** Opening INFORMATION block **

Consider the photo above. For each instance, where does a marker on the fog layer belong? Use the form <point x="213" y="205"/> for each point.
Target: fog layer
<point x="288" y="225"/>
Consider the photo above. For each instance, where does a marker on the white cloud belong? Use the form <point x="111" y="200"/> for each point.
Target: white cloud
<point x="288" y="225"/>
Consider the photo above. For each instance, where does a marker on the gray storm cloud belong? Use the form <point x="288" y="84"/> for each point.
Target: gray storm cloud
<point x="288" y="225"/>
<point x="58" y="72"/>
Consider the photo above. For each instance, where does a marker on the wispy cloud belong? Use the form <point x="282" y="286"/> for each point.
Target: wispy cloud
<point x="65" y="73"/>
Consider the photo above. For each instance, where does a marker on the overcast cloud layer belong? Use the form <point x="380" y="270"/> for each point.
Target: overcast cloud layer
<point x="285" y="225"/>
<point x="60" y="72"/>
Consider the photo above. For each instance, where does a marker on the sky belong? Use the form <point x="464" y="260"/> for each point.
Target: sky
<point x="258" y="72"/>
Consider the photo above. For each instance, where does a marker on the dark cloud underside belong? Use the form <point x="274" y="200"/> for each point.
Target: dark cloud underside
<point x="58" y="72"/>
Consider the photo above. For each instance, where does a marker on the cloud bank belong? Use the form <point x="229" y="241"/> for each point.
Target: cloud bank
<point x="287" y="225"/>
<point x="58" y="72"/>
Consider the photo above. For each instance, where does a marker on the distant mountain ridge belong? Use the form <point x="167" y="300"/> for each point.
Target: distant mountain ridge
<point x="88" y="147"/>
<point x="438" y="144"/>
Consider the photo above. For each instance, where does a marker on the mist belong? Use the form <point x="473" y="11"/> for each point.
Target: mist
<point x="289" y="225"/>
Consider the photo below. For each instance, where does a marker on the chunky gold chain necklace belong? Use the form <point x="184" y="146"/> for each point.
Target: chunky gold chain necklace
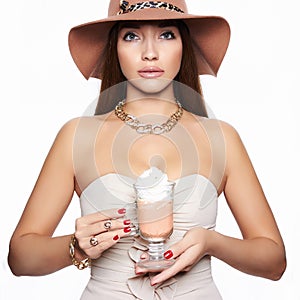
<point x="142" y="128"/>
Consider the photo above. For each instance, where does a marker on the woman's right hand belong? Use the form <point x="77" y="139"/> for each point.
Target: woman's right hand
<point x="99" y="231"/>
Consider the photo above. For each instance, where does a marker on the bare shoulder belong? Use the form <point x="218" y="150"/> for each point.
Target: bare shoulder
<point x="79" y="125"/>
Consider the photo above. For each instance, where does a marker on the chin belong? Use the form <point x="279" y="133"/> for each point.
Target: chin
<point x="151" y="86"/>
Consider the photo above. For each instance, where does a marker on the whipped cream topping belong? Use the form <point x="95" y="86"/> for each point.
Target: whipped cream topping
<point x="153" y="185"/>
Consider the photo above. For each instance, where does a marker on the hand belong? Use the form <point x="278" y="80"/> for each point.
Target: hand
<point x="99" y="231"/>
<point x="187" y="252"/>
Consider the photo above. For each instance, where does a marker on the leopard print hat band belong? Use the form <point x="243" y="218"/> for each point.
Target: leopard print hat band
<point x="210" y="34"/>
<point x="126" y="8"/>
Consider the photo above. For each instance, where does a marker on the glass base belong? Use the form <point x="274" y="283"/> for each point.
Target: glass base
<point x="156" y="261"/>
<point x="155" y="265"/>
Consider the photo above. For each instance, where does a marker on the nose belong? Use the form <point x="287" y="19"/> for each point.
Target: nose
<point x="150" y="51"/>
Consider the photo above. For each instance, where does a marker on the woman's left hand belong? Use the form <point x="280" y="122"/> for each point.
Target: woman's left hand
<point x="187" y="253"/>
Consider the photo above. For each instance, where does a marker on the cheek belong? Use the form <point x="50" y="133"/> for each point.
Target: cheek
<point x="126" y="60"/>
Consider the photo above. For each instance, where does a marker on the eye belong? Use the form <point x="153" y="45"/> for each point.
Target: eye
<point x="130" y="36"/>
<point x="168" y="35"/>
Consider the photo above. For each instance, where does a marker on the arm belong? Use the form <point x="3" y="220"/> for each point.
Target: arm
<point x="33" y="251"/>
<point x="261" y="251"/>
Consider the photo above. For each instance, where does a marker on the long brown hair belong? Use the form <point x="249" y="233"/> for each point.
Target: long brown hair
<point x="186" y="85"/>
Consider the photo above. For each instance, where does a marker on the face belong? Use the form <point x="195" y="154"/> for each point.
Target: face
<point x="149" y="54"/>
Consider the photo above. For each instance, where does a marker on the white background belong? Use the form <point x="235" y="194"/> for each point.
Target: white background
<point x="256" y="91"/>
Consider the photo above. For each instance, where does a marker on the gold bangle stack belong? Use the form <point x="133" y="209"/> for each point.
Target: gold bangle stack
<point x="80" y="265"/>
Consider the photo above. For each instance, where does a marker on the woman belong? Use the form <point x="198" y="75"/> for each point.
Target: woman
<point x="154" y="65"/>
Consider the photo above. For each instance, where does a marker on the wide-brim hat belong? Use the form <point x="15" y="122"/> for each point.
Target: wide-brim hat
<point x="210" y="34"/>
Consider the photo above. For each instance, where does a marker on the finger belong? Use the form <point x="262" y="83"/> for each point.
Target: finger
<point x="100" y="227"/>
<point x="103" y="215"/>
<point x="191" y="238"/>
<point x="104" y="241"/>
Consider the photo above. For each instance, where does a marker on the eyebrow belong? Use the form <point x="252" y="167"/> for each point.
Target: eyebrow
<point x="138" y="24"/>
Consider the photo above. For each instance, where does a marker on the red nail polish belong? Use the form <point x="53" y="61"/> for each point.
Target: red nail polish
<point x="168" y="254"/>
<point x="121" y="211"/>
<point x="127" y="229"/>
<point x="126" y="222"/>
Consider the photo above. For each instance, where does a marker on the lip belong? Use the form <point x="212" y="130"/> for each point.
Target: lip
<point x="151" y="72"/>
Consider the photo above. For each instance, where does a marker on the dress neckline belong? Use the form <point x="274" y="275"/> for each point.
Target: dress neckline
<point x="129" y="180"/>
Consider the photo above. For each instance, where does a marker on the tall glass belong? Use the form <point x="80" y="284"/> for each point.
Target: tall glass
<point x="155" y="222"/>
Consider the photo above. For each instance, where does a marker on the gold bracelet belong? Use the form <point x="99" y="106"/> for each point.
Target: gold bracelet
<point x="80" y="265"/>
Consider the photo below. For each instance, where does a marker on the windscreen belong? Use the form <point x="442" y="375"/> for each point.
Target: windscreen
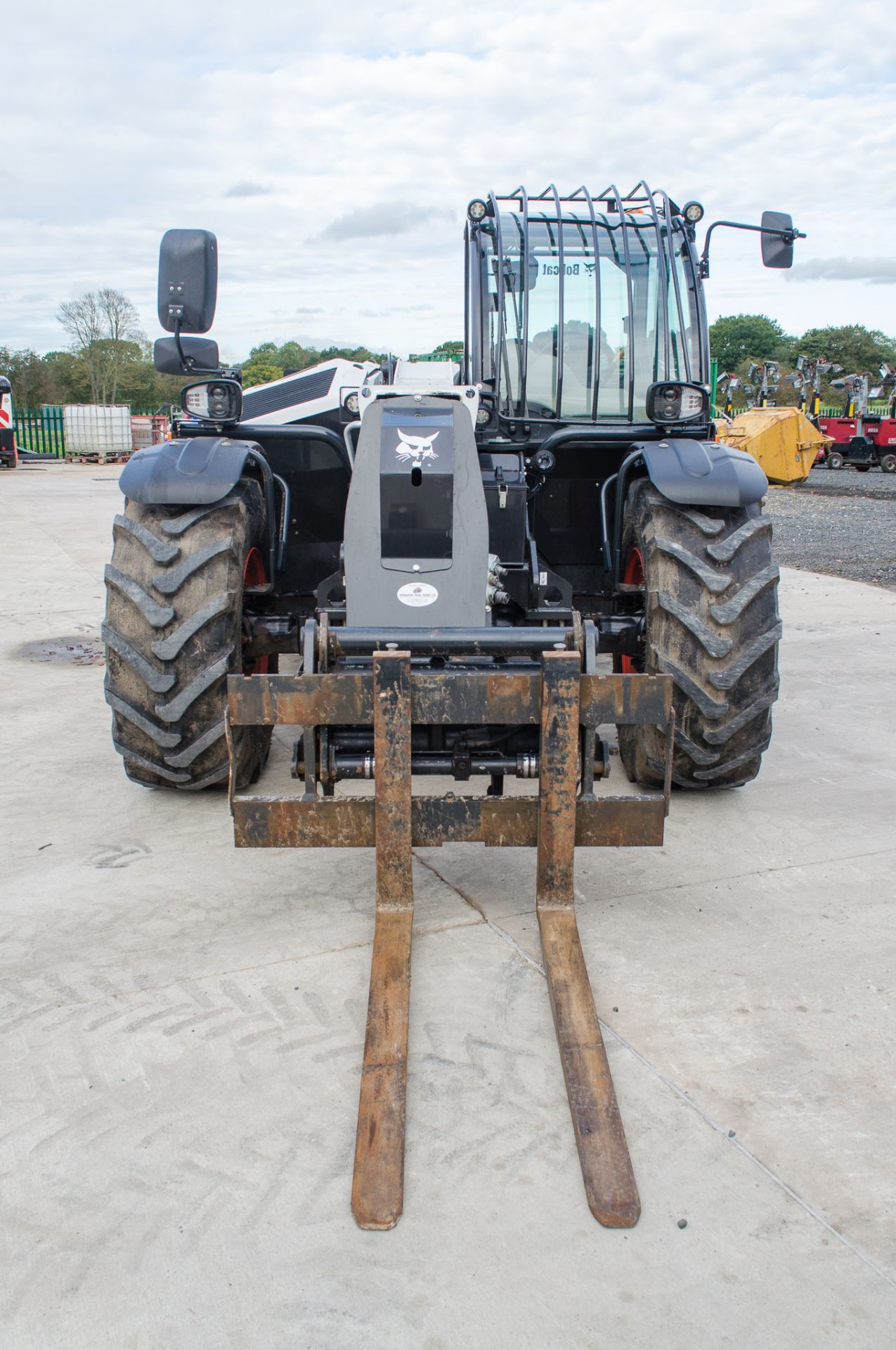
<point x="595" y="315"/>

** Closing INFORMATION block **
** Opening INFORMATION block **

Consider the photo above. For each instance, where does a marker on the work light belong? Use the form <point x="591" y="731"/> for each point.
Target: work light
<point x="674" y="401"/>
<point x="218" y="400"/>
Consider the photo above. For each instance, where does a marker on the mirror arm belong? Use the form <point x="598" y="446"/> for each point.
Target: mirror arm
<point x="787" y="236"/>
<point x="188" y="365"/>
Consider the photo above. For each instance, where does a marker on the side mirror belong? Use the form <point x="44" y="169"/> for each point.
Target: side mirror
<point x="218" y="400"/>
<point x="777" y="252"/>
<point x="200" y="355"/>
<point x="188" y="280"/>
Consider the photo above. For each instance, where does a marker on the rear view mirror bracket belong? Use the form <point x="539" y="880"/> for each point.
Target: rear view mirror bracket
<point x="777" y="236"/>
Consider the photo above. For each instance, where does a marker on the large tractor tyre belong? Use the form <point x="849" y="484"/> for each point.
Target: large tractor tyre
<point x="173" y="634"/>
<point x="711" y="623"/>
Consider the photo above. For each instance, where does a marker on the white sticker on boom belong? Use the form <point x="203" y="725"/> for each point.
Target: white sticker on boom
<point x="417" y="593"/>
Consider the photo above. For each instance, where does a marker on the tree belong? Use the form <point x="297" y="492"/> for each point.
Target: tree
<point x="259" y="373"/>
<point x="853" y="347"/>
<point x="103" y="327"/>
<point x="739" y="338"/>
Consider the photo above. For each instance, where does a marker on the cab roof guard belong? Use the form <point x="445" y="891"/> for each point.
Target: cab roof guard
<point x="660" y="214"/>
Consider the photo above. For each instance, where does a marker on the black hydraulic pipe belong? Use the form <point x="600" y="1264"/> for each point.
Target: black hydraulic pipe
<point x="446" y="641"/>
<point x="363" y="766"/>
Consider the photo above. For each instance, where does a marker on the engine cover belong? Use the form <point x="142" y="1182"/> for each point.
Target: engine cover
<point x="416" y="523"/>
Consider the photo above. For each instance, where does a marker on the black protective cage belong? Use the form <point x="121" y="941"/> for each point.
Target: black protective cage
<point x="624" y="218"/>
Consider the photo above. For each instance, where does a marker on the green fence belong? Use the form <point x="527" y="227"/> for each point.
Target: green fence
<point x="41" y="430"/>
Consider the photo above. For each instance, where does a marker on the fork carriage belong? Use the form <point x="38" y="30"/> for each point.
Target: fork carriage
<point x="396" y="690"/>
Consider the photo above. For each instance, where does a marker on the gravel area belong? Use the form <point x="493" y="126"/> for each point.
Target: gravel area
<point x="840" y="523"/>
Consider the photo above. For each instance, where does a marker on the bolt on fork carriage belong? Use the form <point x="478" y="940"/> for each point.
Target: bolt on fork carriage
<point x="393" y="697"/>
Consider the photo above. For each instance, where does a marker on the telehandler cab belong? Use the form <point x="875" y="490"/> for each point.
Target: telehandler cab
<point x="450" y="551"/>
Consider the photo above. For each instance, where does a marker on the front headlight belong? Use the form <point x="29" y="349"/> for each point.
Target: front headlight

** Closing INFORMATION block **

EXERCISE AIM
If a line in the records includes "below", it counts toward the total; report that total by itself.

ANSWER SPACE
2